■ WORK INSTRUCTIONS: Return only the lines from the one containing "drain shown in this photo." to the end of the material, with each one exactly as it appears.

(Beginning of DATA FOR REVIEW)

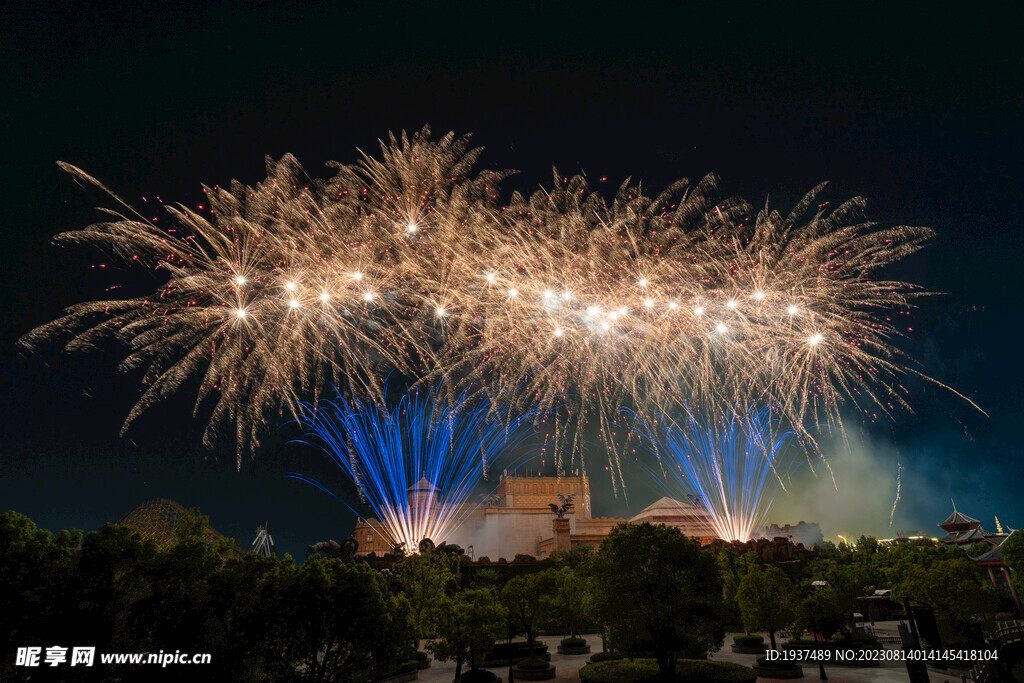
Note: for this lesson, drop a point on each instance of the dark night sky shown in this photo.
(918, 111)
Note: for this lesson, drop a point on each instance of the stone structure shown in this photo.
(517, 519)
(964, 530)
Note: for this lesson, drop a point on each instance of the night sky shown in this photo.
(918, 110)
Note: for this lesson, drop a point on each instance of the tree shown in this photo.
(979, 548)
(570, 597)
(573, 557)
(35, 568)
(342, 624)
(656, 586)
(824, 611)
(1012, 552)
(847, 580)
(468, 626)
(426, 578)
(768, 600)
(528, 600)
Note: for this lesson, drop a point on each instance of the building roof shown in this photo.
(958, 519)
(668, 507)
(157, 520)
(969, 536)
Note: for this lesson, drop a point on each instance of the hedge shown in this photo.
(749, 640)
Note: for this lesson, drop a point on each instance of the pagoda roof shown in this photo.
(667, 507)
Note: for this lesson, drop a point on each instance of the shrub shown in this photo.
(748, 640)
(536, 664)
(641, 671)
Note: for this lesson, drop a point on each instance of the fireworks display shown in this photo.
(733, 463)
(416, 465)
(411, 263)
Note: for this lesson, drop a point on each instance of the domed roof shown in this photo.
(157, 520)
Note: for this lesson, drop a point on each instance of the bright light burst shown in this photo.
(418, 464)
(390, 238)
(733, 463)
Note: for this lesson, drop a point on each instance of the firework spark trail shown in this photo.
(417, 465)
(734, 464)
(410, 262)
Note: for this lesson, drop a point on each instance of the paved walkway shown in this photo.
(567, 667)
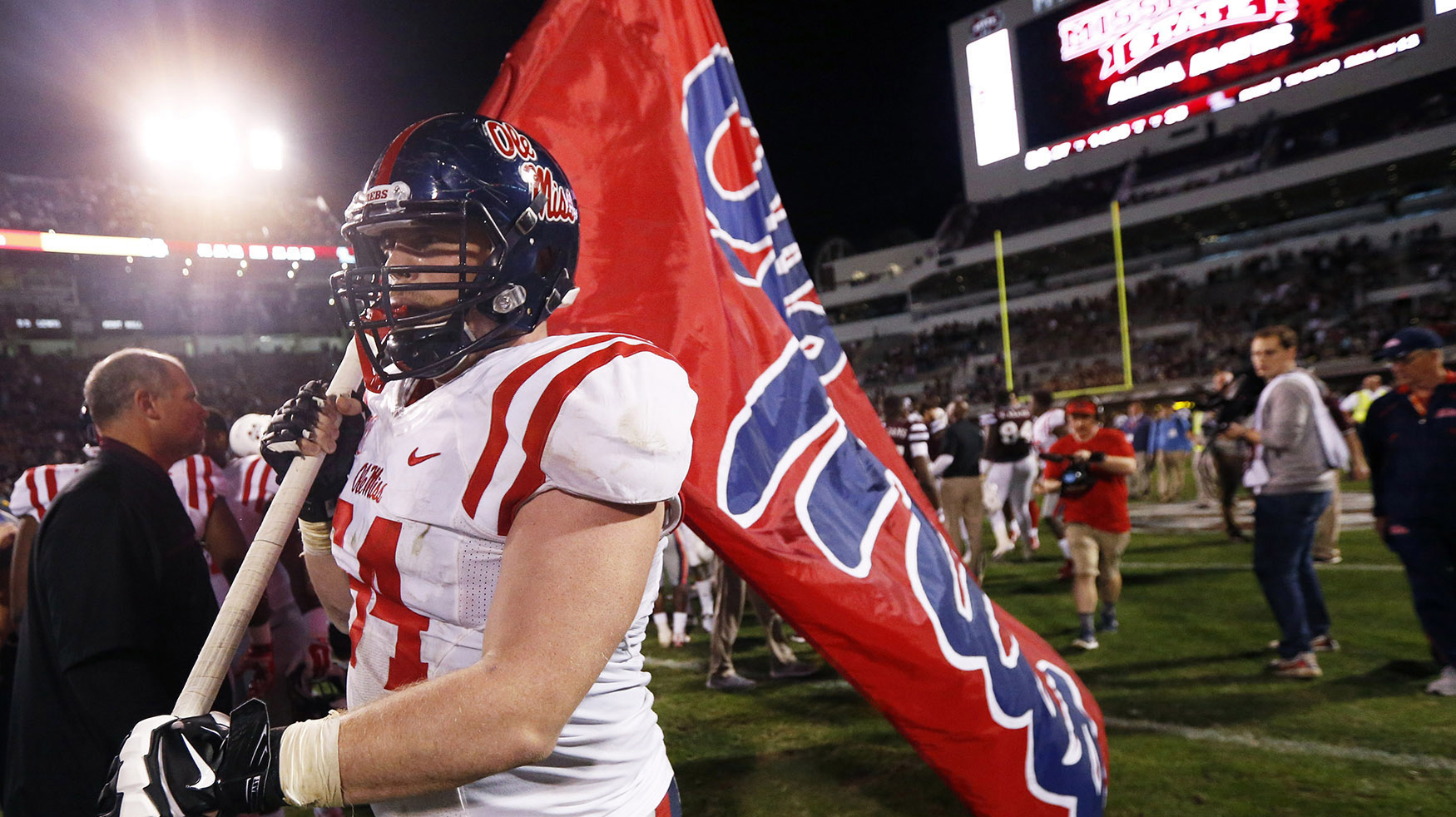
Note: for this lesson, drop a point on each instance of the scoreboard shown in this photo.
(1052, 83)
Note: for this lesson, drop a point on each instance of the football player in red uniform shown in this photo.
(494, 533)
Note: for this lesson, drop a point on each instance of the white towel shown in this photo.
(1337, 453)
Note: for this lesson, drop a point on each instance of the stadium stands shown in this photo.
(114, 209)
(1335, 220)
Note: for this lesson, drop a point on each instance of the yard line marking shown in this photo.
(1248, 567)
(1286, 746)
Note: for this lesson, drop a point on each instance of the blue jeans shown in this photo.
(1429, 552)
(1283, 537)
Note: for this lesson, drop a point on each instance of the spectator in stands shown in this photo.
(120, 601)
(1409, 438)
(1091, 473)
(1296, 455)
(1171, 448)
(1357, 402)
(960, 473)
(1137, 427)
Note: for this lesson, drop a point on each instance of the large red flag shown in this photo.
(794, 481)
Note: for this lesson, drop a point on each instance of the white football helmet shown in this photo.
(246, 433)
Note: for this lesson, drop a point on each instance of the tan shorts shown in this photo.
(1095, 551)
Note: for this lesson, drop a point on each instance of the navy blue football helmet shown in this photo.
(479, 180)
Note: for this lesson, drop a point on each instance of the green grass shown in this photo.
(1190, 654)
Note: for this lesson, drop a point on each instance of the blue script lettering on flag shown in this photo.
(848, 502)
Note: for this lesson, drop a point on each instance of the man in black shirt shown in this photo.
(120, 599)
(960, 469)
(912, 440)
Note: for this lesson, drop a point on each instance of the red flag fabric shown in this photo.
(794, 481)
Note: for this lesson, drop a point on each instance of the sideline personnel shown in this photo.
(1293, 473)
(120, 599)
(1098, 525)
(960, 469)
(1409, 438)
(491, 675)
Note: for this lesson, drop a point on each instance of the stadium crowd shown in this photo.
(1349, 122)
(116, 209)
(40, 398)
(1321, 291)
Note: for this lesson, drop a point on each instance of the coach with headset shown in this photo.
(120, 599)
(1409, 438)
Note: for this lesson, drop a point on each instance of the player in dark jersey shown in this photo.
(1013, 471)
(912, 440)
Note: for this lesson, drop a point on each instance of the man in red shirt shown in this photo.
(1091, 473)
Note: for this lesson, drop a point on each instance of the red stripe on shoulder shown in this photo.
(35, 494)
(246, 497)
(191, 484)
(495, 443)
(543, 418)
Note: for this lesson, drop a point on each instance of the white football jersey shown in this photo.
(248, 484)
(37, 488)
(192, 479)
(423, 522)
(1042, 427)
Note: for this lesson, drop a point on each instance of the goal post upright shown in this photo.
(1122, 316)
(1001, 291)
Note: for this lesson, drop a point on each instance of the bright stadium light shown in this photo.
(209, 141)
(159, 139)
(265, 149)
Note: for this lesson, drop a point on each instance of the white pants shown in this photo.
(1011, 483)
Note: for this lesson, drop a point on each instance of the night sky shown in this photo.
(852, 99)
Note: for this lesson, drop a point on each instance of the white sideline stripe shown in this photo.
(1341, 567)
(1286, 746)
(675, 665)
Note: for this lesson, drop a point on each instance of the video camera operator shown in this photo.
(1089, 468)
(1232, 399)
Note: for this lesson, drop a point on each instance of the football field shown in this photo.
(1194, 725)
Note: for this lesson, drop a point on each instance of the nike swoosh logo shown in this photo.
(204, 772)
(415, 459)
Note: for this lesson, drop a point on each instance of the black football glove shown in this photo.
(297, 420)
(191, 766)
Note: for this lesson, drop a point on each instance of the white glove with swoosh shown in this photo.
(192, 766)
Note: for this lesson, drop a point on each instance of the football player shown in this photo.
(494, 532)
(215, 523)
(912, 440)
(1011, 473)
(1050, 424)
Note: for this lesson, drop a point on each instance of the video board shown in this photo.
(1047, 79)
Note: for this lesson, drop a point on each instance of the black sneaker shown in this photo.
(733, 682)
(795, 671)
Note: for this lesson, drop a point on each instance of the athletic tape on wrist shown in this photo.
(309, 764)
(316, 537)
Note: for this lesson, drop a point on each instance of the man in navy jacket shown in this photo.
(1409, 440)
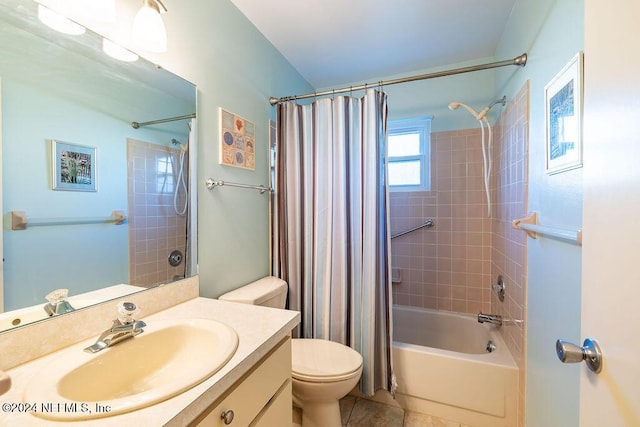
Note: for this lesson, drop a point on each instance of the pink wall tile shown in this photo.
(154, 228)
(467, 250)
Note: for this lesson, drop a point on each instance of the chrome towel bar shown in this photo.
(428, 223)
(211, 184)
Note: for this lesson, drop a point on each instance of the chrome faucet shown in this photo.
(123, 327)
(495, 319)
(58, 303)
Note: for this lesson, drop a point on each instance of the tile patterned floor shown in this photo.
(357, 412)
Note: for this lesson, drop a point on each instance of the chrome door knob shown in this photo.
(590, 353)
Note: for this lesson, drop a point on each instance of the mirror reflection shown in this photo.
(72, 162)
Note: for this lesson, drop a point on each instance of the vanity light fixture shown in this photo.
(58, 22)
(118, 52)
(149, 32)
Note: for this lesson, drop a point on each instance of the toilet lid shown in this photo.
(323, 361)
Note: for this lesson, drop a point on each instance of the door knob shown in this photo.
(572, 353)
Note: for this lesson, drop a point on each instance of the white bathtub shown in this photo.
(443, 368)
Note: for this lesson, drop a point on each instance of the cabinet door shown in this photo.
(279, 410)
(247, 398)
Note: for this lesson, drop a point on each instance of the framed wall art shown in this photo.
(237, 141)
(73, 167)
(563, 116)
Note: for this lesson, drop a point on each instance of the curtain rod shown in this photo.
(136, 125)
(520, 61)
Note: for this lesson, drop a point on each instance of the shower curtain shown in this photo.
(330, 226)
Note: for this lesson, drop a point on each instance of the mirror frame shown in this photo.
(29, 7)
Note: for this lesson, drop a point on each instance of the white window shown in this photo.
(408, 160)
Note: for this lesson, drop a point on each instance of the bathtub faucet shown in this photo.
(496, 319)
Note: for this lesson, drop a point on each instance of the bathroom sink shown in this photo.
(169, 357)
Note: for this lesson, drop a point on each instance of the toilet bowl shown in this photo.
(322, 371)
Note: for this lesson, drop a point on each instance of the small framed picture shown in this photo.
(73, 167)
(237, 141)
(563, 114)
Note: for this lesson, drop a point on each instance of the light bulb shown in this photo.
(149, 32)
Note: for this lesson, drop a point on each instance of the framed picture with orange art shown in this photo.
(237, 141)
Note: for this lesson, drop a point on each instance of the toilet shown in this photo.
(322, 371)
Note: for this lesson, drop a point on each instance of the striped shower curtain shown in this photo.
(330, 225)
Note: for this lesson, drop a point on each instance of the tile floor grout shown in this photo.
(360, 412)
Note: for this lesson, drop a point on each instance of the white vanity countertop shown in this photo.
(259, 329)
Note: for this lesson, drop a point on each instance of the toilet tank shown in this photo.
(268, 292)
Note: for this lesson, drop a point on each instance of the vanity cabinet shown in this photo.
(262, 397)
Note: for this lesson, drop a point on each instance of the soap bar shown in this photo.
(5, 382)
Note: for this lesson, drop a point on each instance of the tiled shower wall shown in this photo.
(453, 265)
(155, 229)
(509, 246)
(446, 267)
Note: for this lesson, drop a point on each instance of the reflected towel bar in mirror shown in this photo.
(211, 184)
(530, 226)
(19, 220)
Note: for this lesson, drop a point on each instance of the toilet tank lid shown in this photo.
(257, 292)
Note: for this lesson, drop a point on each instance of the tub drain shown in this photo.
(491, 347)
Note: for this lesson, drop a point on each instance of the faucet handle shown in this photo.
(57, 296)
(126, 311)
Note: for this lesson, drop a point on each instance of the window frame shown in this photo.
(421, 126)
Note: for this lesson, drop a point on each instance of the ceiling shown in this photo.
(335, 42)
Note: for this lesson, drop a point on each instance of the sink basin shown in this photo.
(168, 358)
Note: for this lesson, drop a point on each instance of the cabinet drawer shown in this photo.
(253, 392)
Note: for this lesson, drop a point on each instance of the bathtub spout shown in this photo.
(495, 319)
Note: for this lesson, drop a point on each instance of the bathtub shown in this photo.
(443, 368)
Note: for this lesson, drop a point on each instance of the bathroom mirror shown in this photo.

(End of DATA FOR REVIEW)

■ ANSWER TO THE EXERCISE:
Note: for this lesson, drop a point on each instance of the tub drain shown in this photo.
(491, 347)
Note: for this lesson, drop a point on each instance of the faucet handle shown in this photo.
(57, 296)
(126, 311)
Note: for this lesson, drop a point on each instance of the window frame shown in this photo.
(421, 126)
Note: for this lesson, drop a point on each instance of the ceiling shown in this photo.
(335, 42)
Note: for this lesson, drop a point on each instance of the sink basin shown in this photo.
(168, 358)
Note: for this lesson, drop a point on each instance of the cabinet drawer shown in this photo.
(253, 392)
Note: for this lesson, drop a point on each instance of the bathtub spout shown in this photo.
(495, 319)
Note: for this lesson, drop a point on each instance of the bathtub shown in this photo.
(443, 368)
Note: for this lesson, drop a point on each instance of the bathroom mirror shown in this photo.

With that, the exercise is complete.